***** Extrait à lire *****

Les riverains du canal usant habituellement de l’eau pour leurs arrosages sans règles déterminées, apportèrent une telle gêne aux usiniers que ces derniers durent se défendre contre ces abus successifs, d’où procès ; et enfin, le 12 novembre 1856, le tribunal de Die nomma des experts qui commencèrent leurs opérations le 15 avril 1857 et déposèrent leur rapport le 26 août 1858.
 
Enfin, par audience publique du 7 juin 1859, le tribunal de 1re instance de l’arrondissement de Die a rendu un jugement motivé, qui constitue la charte du canal et qui adoptait le rapport des experts, condamnait les « arrosants » aux dépens, fixait les époques et durée des arrosages à 48 h. par semaine du 1er mai au 30 septembre.
 
à la suite de ce jugement, les intéressés ont signé le 23 novembre 1859, une convention déposée aux minutes de Me Gresse, portant à 60 heures par semaine la durée des arrosages. En 1863, un jugement prescrit que les arrosages d’une durée de 60 heures par semaine commenceront en tête du canal et que chaque fond sera arrosé successivement de manière toutefois que les eaux en amont de l’usine Garnier ne puissent être détournées pendant plus de 30 heures à partir du samedi à 6 heures au dimanche à midi.
 
Aucune des pièces prescrites ne mentionne l’usine de Romezon, cette dernière a dû être installée par MM Faure et Chalamet en vertu des droits acquis en 1838 et postérieurement à l’expertise de 1857 qui n’en fait pas mention. Les propriétaires ont dû profiter de la déclivité naturelle du terrain pour installer une roue, mais en présence de la faible puissance ainsi obtenue, des travaux ont été entrepris par MM. Chalamet et Chorier pour accroître son importance. Ces usiniers sont parvenus à porter la chute à 3 mètres, en approfondissant le canal de décharge et en surélevant les berges du canal d’amenée.
 
En 1879 et 1880, la ville de Crest passa, avec les usiniers propriétaires du canal, MM Garnier, Filliat, Chorier, une convention réglant les conditions d’établissement de la nouvelle prise d’eau en Gervanne, déplacée suite à la construction de la digue établie pour l’alimentation en eau potable de la ville de Crest.
 
Un jugement rendu postérieurement, détermine les droits respectifs des canaux rive droite et rive gauche et les fixe pour chacun à moitié du débit de la Gervanne. Il s’ensuit que l’usine des Berthalais et le canal rive droite sont alimentés par la moitié du débit de la Gervanne supérieure et par les sources dites des Fontaigneux (près du terrain de sport de Beaufort-sur-Gervanne) qui, en été, constituent l’alimentation principale.

 

La prise d’eau du canal de Gervanne



Tracé – Prise :
 
Il n’y a aucune certitude en ce qui concerne le tracé du canal primitif et sa prise en Gervanne.

*****

■ À faire ■
1. Recopiez mot pour mot, dans l'extrait sur le canal de Gervanne, tout ce qui va de « En 1879 et 1880, la » jusqu'à « constituent l’alimentation principale. ».
2. D'après l'extrait sur le canal de Gervanne, combien d'heures d'arrosage par semaine la convention signée le 23 novembre 1859 accorde-t-elle ?

***** Données fournies *****

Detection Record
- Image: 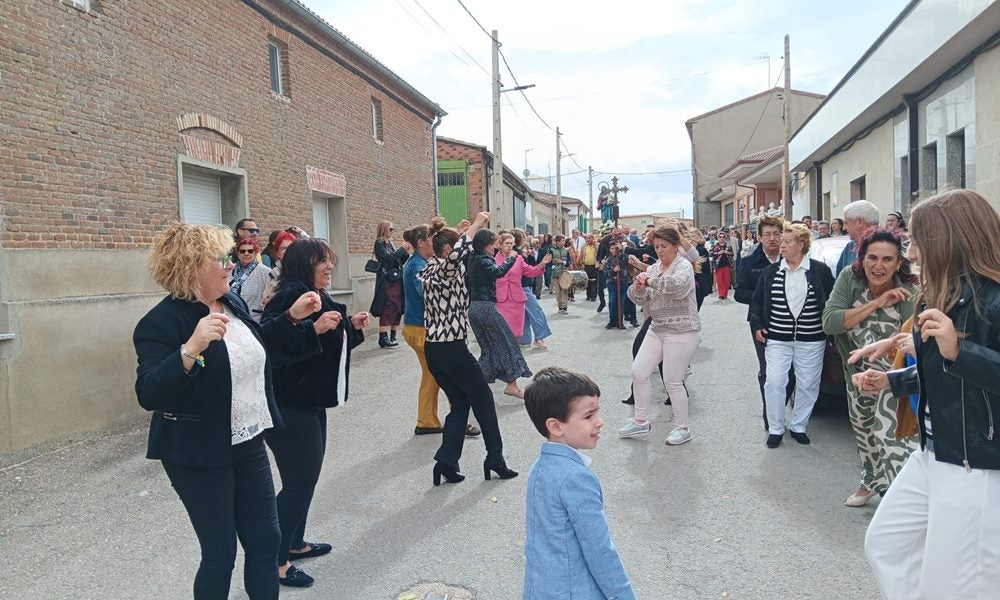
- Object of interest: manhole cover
[396,582,476,600]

*****

■ Réponses ■
1.
En 1879 et 1880, la ville de Crest passa, avec les usiniers propriétaires du canal, MM Garnier, Filliat, Chorier, une convention réglant les conditions d’établissement de la nouvelle prise d’eau en Gervanne, déplacée suite à la construction de la digue établie pour l’alimentation en eau potable de la ville de Crest.
 
Un jugement rendu postérieurement, détermine les droits respectifs des canaux rive droite et rive gauche et les fixe pour chacun à moitié du débit de la Gervanne. Il s’ensuit que l’usine des Berthalais et le canal rive droite sont alimentés par la moitié du débit de la Gervanne supérieure et par les sources dites des Fontaigneux (près du terrain de sport de Beaufort-sur-Gervanne) qui, en été, constituent l’alimentation principale.

2. 60 heures par semaine.